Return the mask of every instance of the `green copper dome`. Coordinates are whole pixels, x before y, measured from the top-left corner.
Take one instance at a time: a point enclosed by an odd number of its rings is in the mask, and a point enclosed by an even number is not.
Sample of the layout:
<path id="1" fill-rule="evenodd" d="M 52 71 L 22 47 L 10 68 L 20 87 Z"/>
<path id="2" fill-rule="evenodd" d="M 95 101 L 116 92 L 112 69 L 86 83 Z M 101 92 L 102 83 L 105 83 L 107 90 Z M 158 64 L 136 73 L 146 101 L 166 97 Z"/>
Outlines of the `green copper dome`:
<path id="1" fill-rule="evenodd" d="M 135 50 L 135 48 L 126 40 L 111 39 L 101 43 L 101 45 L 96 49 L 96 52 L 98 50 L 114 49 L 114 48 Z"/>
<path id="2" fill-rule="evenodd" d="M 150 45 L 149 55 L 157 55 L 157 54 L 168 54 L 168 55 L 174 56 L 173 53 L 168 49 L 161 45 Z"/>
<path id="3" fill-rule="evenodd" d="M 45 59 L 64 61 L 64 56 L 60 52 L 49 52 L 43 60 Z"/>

• [Directive] Repeat all of the material above word for word, leaving out nothing.

• [Written answer]
Return the mask of every instance of the `green copper dome`. Coordinates are whole pixels, x before y, measured from the top-left corner.
Take one instance at a time: a point enclosed by an odd number of its rings is in the mask, and a point enclosed by an even number is not.
Sample of the layout:
<path id="1" fill-rule="evenodd" d="M 52 71 L 22 47 L 10 68 L 20 87 Z"/>
<path id="2" fill-rule="evenodd" d="M 95 101 L 116 92 L 112 69 L 86 83 Z M 101 92 L 102 83 L 105 83 L 107 90 Z M 158 64 L 136 73 L 146 101 L 166 97 Z"/>
Outlines of the `green copper dome`:
<path id="1" fill-rule="evenodd" d="M 135 50 L 135 48 L 126 40 L 111 39 L 101 43 L 101 45 L 96 49 L 96 52 L 98 50 L 114 49 L 114 48 Z"/>
<path id="2" fill-rule="evenodd" d="M 150 45 L 149 55 L 157 55 L 157 54 L 168 54 L 168 55 L 174 56 L 173 53 L 168 49 L 161 45 Z"/>
<path id="3" fill-rule="evenodd" d="M 45 59 L 64 61 L 64 56 L 60 52 L 49 52 L 43 60 Z"/>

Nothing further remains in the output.